::: RECORDED DATA

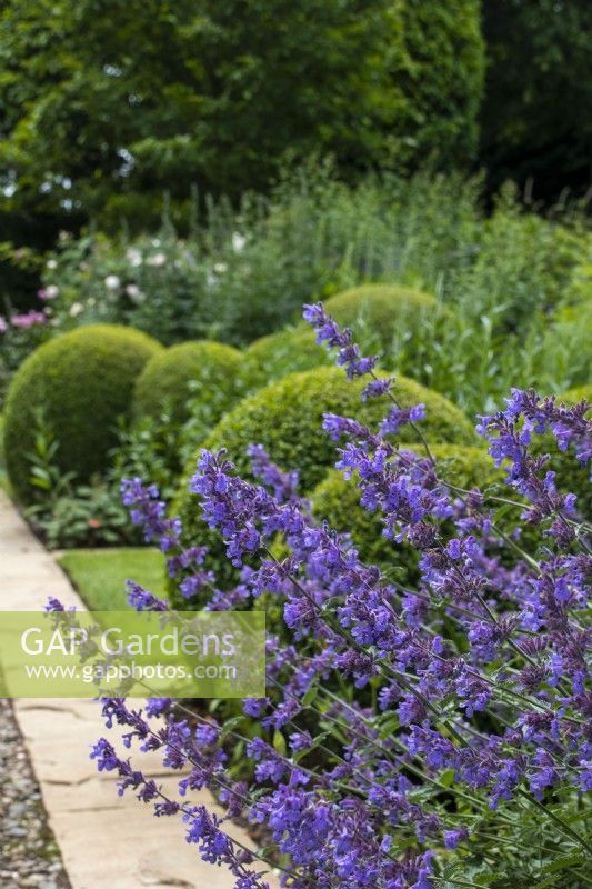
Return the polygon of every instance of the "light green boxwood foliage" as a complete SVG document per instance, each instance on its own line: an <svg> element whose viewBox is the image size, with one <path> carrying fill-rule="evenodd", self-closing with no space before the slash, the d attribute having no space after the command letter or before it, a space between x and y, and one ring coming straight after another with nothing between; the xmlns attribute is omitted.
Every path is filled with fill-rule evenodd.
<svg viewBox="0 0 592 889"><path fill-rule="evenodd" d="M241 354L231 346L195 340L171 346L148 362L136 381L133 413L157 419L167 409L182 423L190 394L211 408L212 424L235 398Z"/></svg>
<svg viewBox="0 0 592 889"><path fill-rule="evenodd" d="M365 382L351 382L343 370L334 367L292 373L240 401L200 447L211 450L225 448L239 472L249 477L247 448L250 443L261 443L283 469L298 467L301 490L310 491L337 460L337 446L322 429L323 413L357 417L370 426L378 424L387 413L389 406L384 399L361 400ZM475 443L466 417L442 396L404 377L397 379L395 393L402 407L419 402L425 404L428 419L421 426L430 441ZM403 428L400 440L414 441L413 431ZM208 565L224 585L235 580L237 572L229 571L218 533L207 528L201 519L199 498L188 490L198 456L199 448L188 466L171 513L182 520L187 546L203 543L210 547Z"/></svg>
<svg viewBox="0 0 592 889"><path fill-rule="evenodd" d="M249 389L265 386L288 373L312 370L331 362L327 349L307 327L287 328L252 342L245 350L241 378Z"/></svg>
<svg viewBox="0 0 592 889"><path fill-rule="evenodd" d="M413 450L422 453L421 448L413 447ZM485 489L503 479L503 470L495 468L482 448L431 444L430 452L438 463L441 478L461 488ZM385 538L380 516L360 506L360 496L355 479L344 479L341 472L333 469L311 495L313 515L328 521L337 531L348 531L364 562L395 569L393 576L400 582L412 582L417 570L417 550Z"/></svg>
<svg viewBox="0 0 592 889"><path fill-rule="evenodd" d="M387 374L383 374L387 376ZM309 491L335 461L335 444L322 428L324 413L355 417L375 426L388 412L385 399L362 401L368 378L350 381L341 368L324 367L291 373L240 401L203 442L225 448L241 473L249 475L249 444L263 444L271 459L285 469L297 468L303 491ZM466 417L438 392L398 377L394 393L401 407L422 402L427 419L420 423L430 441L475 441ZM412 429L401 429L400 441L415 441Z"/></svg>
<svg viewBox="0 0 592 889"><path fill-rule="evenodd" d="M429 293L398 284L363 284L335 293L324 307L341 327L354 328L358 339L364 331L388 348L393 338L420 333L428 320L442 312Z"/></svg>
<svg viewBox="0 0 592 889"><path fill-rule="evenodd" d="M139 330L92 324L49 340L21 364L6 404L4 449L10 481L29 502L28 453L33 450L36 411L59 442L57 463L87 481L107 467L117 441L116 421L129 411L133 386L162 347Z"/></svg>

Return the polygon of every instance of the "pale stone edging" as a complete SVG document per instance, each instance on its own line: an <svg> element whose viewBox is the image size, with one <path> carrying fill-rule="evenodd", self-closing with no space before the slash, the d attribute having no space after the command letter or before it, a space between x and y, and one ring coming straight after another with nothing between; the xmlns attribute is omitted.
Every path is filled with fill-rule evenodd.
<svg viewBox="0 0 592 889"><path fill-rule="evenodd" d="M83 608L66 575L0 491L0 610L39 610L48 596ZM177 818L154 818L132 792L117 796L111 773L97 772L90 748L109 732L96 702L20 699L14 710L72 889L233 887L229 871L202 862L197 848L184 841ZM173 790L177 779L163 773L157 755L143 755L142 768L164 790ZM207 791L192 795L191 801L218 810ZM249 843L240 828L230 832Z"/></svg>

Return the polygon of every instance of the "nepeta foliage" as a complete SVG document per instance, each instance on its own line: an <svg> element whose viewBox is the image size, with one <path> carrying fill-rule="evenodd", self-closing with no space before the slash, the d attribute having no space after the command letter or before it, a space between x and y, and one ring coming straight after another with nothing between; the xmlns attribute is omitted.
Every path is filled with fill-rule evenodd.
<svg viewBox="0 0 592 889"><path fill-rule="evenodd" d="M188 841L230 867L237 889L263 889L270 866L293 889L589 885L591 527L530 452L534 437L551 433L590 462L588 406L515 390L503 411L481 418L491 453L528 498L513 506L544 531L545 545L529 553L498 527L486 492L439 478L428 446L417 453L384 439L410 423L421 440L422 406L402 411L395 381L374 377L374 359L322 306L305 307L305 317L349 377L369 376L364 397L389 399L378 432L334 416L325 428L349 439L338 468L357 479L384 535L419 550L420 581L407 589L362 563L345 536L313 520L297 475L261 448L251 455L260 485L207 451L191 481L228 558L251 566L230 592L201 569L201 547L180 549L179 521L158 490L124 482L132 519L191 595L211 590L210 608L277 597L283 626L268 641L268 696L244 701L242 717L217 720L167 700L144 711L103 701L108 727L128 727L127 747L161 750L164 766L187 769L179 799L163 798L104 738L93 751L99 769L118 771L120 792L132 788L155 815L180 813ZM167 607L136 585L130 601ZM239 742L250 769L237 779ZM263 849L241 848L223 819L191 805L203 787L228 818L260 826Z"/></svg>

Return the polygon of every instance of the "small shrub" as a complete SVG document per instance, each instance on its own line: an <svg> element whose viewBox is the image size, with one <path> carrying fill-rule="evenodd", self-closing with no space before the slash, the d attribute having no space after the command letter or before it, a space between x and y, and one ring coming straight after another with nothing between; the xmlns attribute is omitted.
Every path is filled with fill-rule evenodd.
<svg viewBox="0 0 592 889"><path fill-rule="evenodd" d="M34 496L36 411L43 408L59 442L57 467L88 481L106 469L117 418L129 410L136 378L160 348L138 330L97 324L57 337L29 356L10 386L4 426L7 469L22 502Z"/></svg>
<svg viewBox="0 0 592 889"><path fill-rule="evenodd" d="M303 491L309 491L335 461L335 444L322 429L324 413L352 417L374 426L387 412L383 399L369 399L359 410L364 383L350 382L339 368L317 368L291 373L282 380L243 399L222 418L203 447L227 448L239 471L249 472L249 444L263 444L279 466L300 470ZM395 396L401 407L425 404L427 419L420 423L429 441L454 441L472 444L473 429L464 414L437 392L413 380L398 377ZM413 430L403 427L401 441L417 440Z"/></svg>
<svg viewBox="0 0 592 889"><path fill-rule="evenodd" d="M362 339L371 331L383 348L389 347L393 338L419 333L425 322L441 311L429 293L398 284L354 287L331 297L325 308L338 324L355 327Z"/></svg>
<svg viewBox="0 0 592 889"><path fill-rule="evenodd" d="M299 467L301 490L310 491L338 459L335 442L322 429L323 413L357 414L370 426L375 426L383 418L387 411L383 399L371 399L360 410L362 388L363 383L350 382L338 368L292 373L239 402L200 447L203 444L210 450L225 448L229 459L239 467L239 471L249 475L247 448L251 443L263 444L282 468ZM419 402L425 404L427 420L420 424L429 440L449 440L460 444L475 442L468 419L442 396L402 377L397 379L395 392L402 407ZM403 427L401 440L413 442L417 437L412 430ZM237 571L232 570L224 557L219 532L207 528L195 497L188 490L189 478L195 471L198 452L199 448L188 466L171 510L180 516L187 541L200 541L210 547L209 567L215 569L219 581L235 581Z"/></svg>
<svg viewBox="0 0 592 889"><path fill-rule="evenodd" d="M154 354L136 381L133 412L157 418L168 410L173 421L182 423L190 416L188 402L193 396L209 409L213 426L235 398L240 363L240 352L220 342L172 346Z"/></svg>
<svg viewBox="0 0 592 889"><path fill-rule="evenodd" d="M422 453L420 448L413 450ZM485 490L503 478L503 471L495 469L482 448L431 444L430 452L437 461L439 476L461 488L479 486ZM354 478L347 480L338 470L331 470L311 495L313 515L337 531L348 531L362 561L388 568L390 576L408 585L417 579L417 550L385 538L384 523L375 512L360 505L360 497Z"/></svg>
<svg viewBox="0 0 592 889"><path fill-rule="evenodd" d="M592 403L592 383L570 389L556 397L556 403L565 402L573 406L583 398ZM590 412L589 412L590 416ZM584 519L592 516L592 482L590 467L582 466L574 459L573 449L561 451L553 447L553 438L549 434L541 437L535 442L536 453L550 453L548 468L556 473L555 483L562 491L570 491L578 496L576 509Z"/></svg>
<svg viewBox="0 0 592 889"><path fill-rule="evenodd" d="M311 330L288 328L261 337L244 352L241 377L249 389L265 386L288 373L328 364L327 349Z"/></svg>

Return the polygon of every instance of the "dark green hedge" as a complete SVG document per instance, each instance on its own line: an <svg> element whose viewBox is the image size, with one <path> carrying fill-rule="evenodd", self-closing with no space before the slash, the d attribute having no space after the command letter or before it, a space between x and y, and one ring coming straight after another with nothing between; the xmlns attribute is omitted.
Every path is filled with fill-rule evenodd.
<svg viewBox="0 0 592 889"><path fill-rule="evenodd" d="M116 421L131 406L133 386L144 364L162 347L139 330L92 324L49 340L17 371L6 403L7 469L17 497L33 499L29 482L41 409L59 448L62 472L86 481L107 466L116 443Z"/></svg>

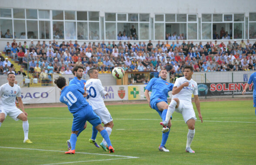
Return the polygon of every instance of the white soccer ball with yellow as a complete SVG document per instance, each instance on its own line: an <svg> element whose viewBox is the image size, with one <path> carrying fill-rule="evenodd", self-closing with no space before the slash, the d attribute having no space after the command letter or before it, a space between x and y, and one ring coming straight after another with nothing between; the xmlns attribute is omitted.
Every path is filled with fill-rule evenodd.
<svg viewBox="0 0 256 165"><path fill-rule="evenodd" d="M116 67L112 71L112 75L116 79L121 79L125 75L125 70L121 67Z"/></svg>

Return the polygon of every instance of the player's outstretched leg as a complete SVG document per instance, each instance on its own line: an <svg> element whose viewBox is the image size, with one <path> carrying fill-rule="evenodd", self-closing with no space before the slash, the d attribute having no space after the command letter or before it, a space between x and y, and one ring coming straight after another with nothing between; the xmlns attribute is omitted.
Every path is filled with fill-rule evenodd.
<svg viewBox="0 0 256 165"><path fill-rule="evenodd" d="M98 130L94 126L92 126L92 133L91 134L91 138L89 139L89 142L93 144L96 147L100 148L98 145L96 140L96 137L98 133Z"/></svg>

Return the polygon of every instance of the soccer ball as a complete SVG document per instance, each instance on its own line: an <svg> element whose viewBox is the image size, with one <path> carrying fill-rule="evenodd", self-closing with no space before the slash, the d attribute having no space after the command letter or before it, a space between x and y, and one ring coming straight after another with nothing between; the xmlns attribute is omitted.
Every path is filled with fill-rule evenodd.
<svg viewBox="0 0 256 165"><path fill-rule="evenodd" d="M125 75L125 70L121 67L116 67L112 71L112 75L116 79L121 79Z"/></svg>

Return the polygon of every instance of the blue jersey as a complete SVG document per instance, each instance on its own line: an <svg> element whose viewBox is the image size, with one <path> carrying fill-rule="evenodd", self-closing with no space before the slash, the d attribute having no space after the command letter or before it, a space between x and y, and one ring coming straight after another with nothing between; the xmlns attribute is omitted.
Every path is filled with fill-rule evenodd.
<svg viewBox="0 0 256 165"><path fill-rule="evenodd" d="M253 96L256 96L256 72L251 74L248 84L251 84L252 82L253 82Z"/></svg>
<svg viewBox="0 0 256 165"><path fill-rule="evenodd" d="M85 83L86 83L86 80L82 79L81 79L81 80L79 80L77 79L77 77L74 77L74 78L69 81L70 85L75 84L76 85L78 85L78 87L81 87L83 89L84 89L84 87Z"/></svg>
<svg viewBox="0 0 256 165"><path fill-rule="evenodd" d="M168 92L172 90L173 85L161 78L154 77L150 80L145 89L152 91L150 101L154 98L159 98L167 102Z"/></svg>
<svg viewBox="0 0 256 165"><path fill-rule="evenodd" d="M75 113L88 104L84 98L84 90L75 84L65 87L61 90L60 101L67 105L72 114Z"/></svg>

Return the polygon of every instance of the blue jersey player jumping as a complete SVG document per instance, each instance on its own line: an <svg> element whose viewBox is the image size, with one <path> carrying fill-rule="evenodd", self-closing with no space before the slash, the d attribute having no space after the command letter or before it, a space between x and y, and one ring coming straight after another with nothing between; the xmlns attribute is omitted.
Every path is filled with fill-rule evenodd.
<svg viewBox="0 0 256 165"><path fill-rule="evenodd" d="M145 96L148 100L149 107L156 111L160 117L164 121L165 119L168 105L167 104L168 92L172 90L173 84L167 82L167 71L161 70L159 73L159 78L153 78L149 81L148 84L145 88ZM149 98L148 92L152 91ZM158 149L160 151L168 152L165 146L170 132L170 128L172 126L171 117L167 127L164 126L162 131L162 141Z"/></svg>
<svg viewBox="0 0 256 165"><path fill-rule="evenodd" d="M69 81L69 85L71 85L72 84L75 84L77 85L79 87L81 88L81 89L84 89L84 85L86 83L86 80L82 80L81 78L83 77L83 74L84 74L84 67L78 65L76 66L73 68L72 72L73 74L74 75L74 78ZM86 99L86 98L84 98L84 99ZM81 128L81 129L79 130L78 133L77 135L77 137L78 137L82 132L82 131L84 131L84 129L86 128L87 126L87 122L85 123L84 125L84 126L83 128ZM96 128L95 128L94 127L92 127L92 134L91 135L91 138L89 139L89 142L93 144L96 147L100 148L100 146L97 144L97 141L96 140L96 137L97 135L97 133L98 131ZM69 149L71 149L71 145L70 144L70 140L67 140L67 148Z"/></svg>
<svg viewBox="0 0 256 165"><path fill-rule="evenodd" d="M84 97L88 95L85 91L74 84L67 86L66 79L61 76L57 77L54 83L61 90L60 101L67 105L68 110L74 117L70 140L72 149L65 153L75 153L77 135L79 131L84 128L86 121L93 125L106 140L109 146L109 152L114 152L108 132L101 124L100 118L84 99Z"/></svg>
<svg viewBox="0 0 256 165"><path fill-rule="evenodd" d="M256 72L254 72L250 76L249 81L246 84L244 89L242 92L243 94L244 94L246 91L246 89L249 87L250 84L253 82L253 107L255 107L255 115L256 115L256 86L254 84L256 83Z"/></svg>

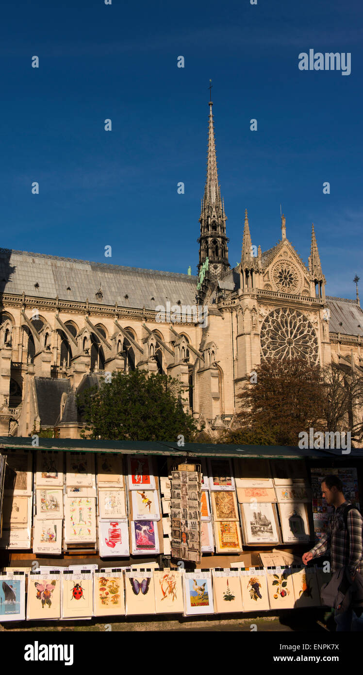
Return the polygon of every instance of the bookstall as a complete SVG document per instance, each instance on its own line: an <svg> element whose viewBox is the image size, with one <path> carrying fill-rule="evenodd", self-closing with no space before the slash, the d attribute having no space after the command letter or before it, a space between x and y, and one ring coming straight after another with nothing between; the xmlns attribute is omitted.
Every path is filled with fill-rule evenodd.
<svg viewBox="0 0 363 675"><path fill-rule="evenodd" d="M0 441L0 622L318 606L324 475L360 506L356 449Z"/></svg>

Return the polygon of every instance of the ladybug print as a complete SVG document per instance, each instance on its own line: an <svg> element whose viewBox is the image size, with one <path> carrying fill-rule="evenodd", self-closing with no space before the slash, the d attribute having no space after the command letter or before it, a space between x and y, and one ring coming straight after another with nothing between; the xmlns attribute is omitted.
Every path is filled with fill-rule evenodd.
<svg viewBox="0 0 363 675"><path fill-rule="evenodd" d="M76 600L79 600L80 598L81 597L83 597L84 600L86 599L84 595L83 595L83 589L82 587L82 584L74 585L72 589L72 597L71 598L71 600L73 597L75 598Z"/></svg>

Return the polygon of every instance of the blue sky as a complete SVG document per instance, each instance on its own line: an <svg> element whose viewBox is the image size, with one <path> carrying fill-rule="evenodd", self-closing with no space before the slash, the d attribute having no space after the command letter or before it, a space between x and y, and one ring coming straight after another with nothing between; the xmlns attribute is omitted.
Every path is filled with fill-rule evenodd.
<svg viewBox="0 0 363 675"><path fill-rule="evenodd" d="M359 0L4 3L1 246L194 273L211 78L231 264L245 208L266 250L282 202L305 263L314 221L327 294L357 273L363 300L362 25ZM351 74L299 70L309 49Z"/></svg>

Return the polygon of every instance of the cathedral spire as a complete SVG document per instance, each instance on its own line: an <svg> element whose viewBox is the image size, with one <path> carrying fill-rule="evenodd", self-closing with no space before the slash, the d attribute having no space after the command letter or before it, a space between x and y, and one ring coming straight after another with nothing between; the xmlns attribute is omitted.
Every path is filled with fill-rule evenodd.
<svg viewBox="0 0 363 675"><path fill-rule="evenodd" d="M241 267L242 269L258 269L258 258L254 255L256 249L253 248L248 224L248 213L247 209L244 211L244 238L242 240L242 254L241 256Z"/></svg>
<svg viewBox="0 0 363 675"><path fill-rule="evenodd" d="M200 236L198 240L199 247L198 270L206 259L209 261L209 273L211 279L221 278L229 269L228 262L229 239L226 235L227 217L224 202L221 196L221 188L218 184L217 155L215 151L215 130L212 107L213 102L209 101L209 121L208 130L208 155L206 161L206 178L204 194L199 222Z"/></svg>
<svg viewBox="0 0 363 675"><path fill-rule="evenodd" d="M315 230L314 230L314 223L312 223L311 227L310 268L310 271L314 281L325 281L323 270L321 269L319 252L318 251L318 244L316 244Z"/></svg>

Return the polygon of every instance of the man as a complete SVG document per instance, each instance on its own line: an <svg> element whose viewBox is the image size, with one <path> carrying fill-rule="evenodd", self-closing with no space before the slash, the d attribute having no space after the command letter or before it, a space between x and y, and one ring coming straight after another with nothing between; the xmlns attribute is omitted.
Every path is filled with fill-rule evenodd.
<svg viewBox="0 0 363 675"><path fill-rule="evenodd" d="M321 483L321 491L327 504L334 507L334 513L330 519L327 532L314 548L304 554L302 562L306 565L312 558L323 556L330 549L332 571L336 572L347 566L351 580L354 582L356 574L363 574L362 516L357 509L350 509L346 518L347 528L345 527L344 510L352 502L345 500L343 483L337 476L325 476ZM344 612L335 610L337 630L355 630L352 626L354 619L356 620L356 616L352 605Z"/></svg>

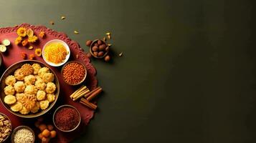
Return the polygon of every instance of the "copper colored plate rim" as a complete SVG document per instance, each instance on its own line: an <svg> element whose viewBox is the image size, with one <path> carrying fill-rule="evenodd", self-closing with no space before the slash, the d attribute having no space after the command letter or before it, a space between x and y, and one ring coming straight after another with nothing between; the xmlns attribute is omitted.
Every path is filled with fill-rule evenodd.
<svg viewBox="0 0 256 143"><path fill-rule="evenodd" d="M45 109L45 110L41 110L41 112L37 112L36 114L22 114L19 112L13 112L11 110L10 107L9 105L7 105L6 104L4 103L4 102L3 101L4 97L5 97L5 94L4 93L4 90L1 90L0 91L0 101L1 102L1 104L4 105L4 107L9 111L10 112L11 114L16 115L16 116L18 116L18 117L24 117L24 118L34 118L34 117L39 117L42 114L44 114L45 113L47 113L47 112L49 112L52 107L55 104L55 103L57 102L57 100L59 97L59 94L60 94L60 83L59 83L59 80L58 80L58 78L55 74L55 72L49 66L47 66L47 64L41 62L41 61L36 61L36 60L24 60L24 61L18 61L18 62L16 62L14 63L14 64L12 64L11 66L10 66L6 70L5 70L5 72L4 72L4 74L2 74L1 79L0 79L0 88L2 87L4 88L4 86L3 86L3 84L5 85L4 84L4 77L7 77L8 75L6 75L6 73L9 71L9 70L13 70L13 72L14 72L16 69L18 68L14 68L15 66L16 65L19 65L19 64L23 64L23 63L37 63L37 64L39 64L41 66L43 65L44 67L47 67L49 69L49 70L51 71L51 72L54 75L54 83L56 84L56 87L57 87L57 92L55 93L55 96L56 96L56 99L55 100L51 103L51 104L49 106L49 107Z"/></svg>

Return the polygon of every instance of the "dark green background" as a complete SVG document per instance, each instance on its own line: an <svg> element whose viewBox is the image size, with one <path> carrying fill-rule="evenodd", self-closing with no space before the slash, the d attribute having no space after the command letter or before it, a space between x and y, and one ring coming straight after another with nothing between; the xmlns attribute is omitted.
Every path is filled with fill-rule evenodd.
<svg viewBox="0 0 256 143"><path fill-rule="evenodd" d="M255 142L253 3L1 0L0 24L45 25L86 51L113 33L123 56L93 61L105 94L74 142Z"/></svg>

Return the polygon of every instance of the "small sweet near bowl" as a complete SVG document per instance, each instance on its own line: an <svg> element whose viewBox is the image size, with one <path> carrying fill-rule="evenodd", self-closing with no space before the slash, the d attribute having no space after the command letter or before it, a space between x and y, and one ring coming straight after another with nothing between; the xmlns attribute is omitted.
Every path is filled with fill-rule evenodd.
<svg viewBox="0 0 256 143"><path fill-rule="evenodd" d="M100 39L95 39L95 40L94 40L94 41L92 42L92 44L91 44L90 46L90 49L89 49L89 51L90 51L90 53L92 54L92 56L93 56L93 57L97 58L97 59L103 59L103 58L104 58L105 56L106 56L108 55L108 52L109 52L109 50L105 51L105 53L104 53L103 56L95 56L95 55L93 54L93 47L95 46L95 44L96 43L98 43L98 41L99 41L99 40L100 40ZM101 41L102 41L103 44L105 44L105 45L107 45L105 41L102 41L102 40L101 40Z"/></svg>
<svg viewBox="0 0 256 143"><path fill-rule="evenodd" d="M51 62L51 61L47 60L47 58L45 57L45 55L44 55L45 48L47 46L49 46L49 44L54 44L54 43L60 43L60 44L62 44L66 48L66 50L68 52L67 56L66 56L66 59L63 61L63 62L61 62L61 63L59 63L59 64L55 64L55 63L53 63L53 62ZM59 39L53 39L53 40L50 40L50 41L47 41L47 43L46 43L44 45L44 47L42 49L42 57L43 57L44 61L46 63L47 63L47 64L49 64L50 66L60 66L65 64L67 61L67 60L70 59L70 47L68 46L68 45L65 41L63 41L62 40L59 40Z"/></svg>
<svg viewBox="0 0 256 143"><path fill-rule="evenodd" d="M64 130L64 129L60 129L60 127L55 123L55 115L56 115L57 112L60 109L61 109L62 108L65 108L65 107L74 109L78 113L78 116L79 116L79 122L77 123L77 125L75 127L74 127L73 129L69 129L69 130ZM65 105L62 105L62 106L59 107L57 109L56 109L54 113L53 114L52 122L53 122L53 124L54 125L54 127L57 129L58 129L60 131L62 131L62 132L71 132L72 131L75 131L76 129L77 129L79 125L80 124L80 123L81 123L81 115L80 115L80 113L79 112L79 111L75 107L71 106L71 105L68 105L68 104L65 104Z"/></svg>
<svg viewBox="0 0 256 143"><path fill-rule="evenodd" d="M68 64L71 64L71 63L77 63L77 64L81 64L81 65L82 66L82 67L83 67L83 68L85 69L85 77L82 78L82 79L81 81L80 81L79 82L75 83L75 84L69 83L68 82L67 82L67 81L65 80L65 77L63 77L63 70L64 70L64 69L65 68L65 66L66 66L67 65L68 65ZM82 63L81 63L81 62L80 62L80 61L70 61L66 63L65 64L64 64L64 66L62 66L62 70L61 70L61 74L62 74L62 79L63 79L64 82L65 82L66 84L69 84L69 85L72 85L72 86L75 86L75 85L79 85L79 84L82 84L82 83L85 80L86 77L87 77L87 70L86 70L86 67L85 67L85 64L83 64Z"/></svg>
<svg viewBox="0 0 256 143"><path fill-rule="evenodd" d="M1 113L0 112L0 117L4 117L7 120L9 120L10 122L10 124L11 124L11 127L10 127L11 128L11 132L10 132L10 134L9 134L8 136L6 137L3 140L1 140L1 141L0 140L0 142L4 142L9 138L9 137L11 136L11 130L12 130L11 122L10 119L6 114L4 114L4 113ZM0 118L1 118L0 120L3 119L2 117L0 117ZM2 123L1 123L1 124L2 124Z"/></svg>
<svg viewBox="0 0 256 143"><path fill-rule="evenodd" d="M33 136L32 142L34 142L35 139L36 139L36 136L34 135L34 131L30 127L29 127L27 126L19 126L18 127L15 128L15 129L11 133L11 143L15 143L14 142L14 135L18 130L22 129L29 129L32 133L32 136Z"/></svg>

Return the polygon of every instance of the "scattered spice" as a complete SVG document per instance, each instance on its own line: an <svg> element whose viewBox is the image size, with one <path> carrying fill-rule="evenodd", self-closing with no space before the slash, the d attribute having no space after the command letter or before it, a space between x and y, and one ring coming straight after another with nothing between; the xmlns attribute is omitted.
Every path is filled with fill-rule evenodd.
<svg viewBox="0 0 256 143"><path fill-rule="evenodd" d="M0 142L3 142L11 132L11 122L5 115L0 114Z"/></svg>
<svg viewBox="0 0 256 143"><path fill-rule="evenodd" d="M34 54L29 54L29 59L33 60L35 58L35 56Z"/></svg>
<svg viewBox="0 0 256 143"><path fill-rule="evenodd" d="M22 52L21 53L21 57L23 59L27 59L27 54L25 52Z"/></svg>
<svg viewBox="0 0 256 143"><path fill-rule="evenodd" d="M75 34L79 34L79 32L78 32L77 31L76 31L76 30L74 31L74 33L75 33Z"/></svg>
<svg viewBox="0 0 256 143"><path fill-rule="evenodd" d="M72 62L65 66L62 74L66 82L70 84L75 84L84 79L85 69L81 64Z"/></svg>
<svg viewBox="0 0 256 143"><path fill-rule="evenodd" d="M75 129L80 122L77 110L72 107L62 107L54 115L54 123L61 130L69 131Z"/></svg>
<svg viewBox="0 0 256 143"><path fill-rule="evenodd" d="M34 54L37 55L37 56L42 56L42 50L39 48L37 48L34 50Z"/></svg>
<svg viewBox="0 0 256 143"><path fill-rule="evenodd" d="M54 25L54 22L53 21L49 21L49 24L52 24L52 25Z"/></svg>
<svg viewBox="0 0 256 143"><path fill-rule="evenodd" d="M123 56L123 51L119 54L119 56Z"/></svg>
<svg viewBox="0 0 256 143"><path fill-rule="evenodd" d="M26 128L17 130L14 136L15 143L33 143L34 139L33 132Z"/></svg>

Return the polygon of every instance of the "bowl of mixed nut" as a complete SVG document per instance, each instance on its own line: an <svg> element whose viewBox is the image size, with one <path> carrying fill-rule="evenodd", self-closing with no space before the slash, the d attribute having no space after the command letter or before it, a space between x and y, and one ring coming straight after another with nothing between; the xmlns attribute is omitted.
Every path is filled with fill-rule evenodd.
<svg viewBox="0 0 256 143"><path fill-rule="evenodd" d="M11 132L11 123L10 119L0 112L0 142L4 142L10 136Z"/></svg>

::::::

- _SHORT TASK_:
Reproduce, word for word, the records from their start through the line containing "450L422 453L421 448L413", with both ends included. Omit the pictures.

- _PROBLEM SOLUTION_:
Return the polygon of every instance of the "light green boxwood foliage" as a complete SVG document per instance, each instance on its own line: an <svg> element whose viewBox is the image size, with one <path> carrying fill-rule="evenodd", self-closing with no space before the slash, the d attribute having no space after the command letter or before it, a space between x and y, and one ring coming straight after another with nothing between; the xmlns attribute is omitted.
Every path is filled with fill-rule evenodd.
<svg viewBox="0 0 592 889"><path fill-rule="evenodd" d="M241 354L231 346L195 340L171 346L148 362L136 381L133 413L157 419L167 409L182 423L190 394L211 408L212 424L235 398Z"/></svg>
<svg viewBox="0 0 592 889"><path fill-rule="evenodd" d="M365 382L351 382L343 370L334 367L292 373L240 401L200 447L211 450L225 448L239 472L249 477L247 448L250 443L261 443L283 469L298 467L301 490L310 491L337 460L337 446L322 429L323 413L357 417L370 426L378 424L387 413L389 406L384 399L361 400ZM475 443L466 417L442 396L404 377L397 379L395 393L402 407L419 402L425 404L428 419L421 426L430 441ZM403 428L400 440L414 441L413 431ZM208 565L224 585L235 580L237 572L229 571L218 533L207 528L201 519L199 498L188 490L198 456L199 448L188 466L171 513L182 520L187 546L203 543L210 547Z"/></svg>
<svg viewBox="0 0 592 889"><path fill-rule="evenodd" d="M249 389L265 386L288 373L312 370L331 362L327 349L307 327L287 328L252 342L245 350L241 378Z"/></svg>
<svg viewBox="0 0 592 889"><path fill-rule="evenodd" d="M413 450L422 453L421 448L413 447ZM485 489L503 479L503 470L495 468L482 448L431 444L430 452L438 463L441 478L461 488ZM385 538L380 516L360 506L360 496L355 479L344 479L341 472L333 469L311 495L313 515L328 521L337 531L348 531L364 562L395 569L393 576L400 582L412 582L417 570L417 550Z"/></svg>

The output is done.